* WHAT IS ASKED
**a.** Please edit the growth mindset article below, from the words containing "Promoting a Growth" through "a growth mindset.", and give that part again with "trainers" replaced by "coaches".
**b.** Rewrite the paragraph of the growth mindset article that begins "Humans are extremely self-reflective" more briefly, keeping its main facts.

* TEXT TO READ
────────────────
Promoting a Growth Mindset: Helping Fitness Clients Achieve and Succeed

GROWTH MINDSET

Most trainers have encountered a client who outwardly appeared to have all the ability and desire needed to achieve their personal goals and aspirations, yet didn’t live up to the expected level. There are numerous reasons for coming up short: improper diet, inadequate rest and recovery, wavering commitment, and so forth. One explanation that some trainers may not have previously had much exposure to is the influence of mindset. Let’s explore how fitness and health success can be bolstered by helping clients adopt a growth mindset.

Mindset Explained

Humans are extremely self-reflective. Every individual has moments where their inner thoughts are self-critical, negative, or anxious in the face of adversity. Similarly, every person has occasions where they embrace challenges, persist despite setbacks, and put in concentrated effort to overcome obstacles. The ways in which we process and react to difficult situations are guided by our methods of thinking, or in another word, our mindsets.
────────────────
(Stored items from a collection)

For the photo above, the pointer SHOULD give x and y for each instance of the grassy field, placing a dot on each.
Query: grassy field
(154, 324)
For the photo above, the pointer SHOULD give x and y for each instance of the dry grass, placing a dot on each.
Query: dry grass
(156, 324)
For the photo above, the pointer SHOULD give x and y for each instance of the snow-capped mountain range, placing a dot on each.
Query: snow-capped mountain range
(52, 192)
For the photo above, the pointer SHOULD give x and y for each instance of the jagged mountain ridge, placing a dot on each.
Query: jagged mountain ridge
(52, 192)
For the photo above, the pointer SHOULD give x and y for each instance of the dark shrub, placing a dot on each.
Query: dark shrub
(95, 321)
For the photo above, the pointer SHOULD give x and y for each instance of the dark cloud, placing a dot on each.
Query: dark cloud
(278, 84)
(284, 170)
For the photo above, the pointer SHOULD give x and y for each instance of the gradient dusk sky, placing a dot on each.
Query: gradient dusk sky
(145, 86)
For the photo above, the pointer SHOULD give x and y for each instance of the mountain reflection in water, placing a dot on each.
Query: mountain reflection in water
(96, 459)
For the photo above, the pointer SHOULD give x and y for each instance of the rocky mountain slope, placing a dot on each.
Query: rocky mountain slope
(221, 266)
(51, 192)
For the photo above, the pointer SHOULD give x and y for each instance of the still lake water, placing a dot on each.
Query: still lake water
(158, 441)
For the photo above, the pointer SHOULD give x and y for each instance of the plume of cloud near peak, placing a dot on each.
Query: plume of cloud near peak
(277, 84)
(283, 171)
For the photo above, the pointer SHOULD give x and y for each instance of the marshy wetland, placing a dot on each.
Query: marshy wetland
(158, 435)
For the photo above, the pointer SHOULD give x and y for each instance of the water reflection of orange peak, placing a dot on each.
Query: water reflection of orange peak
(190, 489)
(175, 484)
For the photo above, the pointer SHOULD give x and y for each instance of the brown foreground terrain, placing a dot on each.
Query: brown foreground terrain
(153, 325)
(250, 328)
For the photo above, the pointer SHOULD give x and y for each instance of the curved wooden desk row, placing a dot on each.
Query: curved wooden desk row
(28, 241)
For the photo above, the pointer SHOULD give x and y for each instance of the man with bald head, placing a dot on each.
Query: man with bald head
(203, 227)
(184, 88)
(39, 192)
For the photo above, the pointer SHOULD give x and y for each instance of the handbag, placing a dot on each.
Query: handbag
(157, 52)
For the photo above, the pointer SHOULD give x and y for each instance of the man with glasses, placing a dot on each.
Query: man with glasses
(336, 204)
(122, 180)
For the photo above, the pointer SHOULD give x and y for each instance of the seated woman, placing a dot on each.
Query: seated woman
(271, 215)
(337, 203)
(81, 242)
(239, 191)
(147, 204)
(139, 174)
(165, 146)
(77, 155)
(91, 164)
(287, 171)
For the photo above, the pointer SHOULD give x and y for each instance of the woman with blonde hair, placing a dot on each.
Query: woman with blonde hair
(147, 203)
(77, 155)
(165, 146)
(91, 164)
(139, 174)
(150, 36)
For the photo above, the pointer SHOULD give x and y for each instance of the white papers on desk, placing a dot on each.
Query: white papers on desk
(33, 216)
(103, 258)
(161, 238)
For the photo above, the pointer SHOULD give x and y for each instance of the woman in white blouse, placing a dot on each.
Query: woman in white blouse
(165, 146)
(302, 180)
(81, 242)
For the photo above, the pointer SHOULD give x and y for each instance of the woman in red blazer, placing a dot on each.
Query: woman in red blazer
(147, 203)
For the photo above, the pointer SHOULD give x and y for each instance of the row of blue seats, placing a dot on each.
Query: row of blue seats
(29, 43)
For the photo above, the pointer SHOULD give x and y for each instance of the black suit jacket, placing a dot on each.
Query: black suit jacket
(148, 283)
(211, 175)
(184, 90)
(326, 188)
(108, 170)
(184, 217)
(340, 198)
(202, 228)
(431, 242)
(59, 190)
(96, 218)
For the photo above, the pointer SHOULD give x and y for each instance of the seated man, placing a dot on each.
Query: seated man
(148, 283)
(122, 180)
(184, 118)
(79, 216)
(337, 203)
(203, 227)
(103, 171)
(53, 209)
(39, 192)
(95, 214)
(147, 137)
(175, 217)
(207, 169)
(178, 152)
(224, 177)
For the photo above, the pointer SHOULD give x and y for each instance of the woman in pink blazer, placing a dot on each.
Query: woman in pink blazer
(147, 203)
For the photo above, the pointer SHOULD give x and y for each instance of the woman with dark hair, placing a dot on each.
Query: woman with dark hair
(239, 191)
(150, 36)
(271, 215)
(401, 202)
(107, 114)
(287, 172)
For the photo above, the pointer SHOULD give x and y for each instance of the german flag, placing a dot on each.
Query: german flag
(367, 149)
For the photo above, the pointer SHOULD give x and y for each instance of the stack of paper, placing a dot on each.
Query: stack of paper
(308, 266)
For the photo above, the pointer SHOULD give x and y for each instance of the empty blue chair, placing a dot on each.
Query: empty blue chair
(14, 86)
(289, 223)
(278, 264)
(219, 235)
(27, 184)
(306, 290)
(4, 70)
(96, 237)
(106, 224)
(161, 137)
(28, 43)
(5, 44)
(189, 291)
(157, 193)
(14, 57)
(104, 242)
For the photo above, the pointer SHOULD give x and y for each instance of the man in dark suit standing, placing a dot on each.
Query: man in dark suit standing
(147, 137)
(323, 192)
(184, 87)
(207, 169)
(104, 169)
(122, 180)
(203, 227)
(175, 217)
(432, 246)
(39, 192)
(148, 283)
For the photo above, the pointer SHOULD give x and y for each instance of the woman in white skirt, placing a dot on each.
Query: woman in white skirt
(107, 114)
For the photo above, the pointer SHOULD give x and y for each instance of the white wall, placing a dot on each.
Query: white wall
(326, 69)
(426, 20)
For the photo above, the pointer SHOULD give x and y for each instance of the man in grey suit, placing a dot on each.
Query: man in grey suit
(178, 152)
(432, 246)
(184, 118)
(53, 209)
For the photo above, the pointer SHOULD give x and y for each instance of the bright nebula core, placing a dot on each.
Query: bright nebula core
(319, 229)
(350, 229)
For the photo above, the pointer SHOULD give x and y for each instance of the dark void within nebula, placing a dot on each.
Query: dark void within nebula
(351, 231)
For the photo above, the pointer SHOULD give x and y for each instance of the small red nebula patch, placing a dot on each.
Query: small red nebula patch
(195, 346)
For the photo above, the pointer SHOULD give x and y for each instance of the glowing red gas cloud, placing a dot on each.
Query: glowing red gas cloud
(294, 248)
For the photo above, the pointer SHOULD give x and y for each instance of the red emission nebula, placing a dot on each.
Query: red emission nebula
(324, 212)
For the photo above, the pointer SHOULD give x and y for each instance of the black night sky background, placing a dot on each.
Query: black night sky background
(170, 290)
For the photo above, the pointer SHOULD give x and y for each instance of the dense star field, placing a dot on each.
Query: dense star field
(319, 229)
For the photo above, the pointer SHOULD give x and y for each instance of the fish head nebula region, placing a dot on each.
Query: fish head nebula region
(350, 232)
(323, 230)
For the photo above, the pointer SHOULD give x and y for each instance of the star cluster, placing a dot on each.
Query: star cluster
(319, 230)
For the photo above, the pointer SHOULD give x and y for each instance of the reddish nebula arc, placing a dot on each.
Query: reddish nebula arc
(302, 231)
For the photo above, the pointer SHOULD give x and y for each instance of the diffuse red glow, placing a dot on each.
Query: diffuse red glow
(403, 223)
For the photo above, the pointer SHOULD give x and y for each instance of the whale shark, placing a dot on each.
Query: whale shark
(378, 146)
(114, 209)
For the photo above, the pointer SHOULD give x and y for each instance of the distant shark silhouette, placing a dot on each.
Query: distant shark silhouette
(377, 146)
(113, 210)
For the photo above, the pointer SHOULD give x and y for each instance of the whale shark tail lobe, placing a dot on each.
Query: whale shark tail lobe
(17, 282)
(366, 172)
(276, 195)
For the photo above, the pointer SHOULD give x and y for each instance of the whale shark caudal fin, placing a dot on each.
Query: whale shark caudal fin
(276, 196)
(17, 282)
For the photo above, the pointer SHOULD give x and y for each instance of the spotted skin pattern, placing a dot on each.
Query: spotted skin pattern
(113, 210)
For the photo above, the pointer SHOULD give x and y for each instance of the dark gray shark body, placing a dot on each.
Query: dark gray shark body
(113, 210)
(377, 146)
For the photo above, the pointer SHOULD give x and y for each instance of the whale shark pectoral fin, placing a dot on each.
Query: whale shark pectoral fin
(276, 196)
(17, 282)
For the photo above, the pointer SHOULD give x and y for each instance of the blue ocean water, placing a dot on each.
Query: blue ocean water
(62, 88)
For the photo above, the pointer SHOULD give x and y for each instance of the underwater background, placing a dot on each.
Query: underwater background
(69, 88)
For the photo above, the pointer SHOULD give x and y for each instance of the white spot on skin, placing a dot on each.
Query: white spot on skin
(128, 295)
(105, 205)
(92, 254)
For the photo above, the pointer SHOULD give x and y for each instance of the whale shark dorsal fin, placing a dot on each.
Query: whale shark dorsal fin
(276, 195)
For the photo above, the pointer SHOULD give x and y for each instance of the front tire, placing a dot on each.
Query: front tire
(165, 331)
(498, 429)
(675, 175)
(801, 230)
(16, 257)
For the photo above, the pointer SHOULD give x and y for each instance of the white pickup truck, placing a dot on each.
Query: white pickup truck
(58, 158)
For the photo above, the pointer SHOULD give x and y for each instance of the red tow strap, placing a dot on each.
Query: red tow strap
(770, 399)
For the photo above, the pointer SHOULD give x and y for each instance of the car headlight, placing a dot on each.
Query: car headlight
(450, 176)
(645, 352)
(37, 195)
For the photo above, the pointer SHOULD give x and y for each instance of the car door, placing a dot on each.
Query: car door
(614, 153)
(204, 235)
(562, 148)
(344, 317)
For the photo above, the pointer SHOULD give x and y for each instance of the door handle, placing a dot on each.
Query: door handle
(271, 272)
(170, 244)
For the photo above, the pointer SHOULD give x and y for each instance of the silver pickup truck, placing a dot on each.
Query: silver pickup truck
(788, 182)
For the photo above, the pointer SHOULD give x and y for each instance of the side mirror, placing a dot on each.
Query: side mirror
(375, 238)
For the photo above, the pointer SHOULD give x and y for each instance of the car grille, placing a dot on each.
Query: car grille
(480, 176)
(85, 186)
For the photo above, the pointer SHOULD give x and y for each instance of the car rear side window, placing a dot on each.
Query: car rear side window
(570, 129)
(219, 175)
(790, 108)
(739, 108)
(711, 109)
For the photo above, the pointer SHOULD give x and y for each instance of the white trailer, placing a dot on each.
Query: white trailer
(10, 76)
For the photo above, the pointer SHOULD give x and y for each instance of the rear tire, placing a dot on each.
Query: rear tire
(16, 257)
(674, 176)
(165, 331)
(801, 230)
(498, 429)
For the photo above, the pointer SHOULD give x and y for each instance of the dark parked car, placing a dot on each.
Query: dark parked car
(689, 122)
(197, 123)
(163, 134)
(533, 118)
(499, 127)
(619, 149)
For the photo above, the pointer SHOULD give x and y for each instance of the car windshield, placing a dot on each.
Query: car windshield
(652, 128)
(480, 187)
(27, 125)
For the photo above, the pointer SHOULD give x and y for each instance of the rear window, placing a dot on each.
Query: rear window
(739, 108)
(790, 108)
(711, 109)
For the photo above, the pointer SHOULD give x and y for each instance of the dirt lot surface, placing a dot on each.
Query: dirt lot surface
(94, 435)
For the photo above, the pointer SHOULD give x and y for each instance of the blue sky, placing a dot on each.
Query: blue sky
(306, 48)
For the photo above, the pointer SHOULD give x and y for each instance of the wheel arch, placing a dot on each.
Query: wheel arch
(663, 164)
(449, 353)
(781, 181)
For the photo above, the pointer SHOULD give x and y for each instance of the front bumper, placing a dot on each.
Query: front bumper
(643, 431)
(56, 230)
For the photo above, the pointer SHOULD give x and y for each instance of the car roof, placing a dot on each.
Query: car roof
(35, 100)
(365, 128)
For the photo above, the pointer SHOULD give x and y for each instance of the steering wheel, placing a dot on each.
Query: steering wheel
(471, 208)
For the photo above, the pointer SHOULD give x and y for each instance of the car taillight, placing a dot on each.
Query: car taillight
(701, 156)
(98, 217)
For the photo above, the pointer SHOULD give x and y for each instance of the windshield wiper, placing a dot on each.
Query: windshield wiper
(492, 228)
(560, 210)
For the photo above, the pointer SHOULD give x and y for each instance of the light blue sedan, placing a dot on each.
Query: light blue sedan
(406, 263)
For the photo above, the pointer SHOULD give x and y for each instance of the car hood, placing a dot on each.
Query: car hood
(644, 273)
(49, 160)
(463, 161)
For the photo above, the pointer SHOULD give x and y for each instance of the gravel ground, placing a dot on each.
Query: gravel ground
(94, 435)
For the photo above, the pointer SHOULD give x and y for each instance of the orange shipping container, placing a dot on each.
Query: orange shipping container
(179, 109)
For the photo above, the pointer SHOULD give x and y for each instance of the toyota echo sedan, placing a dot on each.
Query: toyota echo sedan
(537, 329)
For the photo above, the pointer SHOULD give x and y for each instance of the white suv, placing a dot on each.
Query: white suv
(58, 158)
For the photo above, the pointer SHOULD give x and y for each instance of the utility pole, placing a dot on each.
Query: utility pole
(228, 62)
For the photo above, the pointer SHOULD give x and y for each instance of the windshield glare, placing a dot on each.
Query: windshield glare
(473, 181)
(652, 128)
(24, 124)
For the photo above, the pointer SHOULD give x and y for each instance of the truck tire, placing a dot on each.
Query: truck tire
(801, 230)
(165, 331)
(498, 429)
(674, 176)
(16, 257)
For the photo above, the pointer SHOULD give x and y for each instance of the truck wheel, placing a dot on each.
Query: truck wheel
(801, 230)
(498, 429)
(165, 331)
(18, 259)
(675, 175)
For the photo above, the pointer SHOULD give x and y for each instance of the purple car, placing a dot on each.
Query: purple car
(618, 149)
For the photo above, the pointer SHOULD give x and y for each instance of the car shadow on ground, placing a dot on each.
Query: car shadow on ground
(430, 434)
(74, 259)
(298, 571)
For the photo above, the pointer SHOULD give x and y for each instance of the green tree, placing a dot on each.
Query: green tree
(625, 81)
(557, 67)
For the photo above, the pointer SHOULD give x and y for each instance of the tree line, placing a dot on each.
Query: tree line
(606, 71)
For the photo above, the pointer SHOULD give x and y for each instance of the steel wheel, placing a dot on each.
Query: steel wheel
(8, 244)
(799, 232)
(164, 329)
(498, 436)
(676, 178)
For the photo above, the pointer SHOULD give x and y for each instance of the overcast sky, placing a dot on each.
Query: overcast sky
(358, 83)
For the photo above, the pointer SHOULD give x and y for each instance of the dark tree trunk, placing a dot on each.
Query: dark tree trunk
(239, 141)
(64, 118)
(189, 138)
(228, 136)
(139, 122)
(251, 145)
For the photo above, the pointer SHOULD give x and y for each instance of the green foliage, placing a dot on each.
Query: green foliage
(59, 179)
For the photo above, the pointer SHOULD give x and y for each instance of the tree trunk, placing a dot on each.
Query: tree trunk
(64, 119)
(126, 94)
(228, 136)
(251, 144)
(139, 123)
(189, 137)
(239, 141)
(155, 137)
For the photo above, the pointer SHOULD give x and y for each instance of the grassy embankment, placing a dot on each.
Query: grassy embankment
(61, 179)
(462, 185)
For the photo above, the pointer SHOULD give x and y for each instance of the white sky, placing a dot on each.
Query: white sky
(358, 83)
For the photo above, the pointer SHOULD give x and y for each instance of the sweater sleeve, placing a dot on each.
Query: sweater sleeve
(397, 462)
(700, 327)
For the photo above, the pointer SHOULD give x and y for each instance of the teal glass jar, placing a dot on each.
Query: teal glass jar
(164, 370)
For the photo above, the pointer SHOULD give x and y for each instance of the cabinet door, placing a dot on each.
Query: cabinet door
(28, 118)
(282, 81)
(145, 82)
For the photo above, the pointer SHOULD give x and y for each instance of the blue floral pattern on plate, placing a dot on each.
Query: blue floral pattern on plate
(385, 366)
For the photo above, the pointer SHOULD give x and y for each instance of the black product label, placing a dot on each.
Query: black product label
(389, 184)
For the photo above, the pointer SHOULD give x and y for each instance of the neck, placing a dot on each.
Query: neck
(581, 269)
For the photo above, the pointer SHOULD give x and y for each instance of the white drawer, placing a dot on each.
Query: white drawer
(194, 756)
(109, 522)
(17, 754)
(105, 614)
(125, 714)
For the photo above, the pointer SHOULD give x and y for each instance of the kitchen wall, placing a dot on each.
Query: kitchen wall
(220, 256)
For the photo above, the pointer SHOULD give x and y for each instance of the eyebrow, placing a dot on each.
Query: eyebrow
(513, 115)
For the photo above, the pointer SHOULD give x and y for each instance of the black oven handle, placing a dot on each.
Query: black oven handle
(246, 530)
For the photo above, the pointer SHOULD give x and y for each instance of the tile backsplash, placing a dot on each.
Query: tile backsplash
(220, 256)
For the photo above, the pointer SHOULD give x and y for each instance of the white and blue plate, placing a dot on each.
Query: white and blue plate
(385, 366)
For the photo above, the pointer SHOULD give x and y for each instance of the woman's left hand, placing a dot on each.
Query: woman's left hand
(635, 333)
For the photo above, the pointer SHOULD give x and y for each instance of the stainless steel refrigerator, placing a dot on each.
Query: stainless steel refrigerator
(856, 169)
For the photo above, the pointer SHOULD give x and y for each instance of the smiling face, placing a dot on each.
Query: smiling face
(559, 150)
────────────────
* THE ANSWERS
**a.**
Promoting a Growth Mindset: Helping Fitness Clients Achieve and Succeed

GROWTH MINDSET

Most coaches have encountered a client who outwardly appeared to have all the ability and desire needed to achieve their personal goals and aspirations, yet didn’t live up to the expected level. There are numerous reasons for coming up short: improper diet, inadequate rest and recovery, wavering commitment, and so forth. One explanation that some coaches may not have previously had much exposure to is the influence of mindset. Let’s explore how fitness and health success can be bolstered by helping clients adopt a growth mindset.

**b.** Humans are highly self-reflective. Everyone sometimes has self-critical, negative, or anxious thoughts when facing adversity. Everyone also sometimes embraces challenges, persists through setbacks, and works hard to overcome obstacles. How we process and respond to difficult situations is guided by our ways of thinking, or our mindsets.